### TASK ITEM:
Once you reach the end of the data, transcribe all of it exactly.

### LISTED RECORDS:
----

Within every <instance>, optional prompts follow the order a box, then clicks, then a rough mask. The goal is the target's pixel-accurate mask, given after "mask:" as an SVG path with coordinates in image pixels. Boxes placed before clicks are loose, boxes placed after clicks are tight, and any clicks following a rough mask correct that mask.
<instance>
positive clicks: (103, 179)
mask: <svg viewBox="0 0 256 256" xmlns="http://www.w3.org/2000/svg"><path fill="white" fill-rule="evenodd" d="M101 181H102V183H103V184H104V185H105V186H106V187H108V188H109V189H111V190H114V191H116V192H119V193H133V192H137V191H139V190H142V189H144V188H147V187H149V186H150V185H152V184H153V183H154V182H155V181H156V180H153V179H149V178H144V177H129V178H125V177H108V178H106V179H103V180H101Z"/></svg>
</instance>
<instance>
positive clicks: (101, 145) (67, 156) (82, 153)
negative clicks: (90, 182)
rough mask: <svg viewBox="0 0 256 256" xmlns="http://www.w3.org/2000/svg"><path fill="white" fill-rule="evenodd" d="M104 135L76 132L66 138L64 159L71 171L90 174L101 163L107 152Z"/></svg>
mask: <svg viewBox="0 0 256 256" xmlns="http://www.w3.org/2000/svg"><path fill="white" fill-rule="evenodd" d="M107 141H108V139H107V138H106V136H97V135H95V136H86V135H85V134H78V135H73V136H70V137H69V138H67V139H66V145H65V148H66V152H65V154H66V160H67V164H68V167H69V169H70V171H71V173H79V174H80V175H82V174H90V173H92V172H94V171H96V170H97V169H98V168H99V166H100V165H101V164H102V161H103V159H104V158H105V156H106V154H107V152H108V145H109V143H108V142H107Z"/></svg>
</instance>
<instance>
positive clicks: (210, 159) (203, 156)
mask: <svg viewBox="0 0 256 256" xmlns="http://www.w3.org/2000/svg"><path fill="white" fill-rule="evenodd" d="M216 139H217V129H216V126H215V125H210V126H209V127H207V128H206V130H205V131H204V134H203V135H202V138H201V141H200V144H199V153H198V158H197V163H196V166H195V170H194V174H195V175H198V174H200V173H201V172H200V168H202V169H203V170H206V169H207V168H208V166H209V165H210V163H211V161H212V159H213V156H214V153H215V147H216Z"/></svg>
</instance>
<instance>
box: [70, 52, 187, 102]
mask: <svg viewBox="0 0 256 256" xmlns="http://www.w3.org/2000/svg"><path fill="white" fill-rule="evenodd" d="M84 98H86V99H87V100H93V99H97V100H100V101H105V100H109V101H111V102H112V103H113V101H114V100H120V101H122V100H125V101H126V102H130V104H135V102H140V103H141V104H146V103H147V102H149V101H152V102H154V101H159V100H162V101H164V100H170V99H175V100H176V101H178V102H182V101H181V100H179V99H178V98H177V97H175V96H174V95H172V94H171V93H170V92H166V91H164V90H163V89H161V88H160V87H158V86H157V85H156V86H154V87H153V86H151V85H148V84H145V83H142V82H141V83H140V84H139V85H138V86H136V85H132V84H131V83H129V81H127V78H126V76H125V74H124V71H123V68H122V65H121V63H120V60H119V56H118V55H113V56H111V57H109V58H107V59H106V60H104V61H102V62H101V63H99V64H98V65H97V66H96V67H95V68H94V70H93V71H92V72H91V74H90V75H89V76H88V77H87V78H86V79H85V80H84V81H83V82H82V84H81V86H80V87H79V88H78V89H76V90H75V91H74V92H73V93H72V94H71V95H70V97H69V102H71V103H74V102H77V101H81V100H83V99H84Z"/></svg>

----

### ANSWER TO THIS EXERCISE:
Within every <instance>, optional prompts follow the order a box, then clicks, then a rough mask. The goal is the target's pixel-accurate mask, given after "mask:" as an SVG path with coordinates in image pixels. Boxes placed before clicks are loose, boxes placed after clicks are tight, and any clicks following a rough mask correct that mask.
<instance>
positive clicks: (103, 179)
mask: <svg viewBox="0 0 256 256" xmlns="http://www.w3.org/2000/svg"><path fill="white" fill-rule="evenodd" d="M101 181H102V183H103V184H104V185H105V186H106V187H108V188H109V189H111V190H114V191H116V192H119V193H133V192H137V191H139V190H142V189H144V188H147V187H149V186H150V185H152V184H153V183H154V182H155V181H156V180H153V179H149V178H144V177H129V178H125V177H108V178H106V179H103V180H101Z"/></svg>
</instance>
<instance>
positive clicks: (101, 145) (67, 156) (82, 153)
negative clicks: (90, 182)
rough mask: <svg viewBox="0 0 256 256" xmlns="http://www.w3.org/2000/svg"><path fill="white" fill-rule="evenodd" d="M104 135L76 132L66 138L64 159L71 171L90 174L101 163L107 152Z"/></svg>
mask: <svg viewBox="0 0 256 256" xmlns="http://www.w3.org/2000/svg"><path fill="white" fill-rule="evenodd" d="M107 141H108V139H107V138H106V136H97V135H95V136H86V135H85V134H78V135H73V136H70V137H69V138H67V139H66V145H65V148H66V152H65V154H66V160H67V164H68V167H69V169H70V171H71V173H79V174H80V175H82V174H90V173H92V172H94V171H96V170H97V169H98V168H99V166H100V165H101V164H102V161H103V159H104V158H105V156H106V154H107V152H108V145H109V143H108V142H107Z"/></svg>
</instance>
<instance>
positive clicks: (210, 159) (203, 156)
mask: <svg viewBox="0 0 256 256" xmlns="http://www.w3.org/2000/svg"><path fill="white" fill-rule="evenodd" d="M216 139H217V129H216V126H215V125H210V126H209V127H207V128H206V130H205V131H204V134H203V135H202V138H201V141H200V144H199V153H198V158H197V163H196V166H195V170H194V174H195V175H198V174H200V173H201V172H200V168H202V169H203V170H206V169H207V168H208V166H209V165H210V163H211V161H212V159H213V156H214V153H215V147H216Z"/></svg>
</instance>
<instance>
box: [70, 52, 187, 102]
mask: <svg viewBox="0 0 256 256" xmlns="http://www.w3.org/2000/svg"><path fill="white" fill-rule="evenodd" d="M84 98H86V99H87V100H93V99H97V100H100V101H105V100H109V101H111V102H112V103H113V101H114V100H120V101H122V100H125V101H126V102H130V104H135V102H140V103H141V104H146V103H147V102H149V101H152V102H154V101H159V100H162V101H164V100H170V99H175V100H176V101H178V102H182V101H181V100H179V99H178V98H177V97H175V96H174V95H172V94H171V93H170V92H166V91H164V90H163V89H161V88H160V87H158V86H157V85H156V86H154V87H153V86H151V85H148V84H145V83H142V82H141V83H140V84H139V85H138V86H136V85H132V84H131V83H129V81H127V78H126V76H125V74H124V71H123V68H122V65H121V63H120V60H119V56H118V55H113V56H111V57H109V58H107V59H106V60H104V61H102V62H101V63H99V64H98V65H97V66H96V67H95V68H94V70H93V71H92V72H91V74H90V75H89V76H88V77H87V78H86V79H85V80H84V81H83V82H82V84H81V86H80V87H79V88H78V89H76V90H75V91H74V92H73V93H72V94H71V95H70V97H69V102H71V103H74V102H77V101H81V100H83V99H84Z"/></svg>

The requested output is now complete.